**Your objective:** Please retype everything in the listing from the line containing "instance of smiling" down to the line containing "[224,119,250,128]", including both of those lines.

___ Data records ___

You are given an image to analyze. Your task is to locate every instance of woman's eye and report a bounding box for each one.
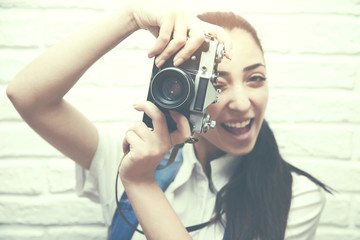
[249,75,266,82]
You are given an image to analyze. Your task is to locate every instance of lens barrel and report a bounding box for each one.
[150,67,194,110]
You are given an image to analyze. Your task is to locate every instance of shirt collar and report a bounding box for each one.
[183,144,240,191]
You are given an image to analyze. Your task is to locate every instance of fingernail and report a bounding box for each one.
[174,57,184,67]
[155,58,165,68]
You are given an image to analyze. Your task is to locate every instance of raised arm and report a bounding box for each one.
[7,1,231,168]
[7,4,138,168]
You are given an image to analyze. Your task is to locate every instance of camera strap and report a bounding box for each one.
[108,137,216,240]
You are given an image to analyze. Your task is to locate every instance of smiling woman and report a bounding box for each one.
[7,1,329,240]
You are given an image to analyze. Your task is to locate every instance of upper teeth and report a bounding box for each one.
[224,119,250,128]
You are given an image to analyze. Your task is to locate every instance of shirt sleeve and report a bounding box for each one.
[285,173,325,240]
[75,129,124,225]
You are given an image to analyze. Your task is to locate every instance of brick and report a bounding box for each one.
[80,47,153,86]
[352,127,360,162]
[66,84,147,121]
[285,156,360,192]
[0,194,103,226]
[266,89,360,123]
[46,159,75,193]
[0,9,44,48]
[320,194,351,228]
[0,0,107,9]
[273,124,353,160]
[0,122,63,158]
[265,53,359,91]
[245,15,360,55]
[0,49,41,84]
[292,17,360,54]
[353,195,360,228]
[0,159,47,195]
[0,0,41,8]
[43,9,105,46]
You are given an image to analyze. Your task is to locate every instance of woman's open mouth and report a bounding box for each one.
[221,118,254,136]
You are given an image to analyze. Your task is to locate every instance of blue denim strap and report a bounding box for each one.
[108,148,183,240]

___
___ Data records ___

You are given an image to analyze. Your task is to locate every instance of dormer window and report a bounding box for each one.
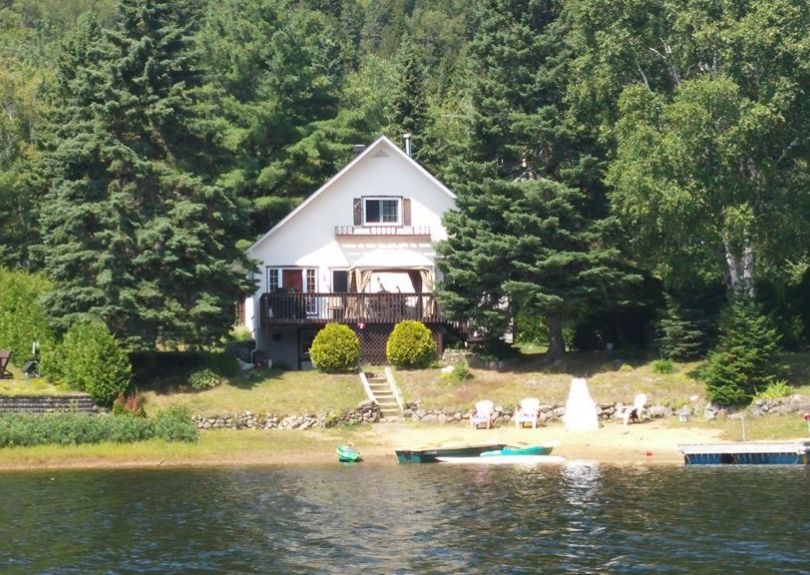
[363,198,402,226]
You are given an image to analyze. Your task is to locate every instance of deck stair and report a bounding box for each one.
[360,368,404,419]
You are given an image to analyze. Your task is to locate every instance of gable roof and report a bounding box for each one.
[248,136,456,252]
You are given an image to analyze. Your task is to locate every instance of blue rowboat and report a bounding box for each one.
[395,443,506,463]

___

**Task solution:**
You are given an image to analyze. Your task is to locate every instance of smiling woman and report a bounding box for each one.
[7,1,329,240]
You are given an image to analyze. Your task is to locate every instance of upper teeth and report a bounding box for each one.
[224,119,250,128]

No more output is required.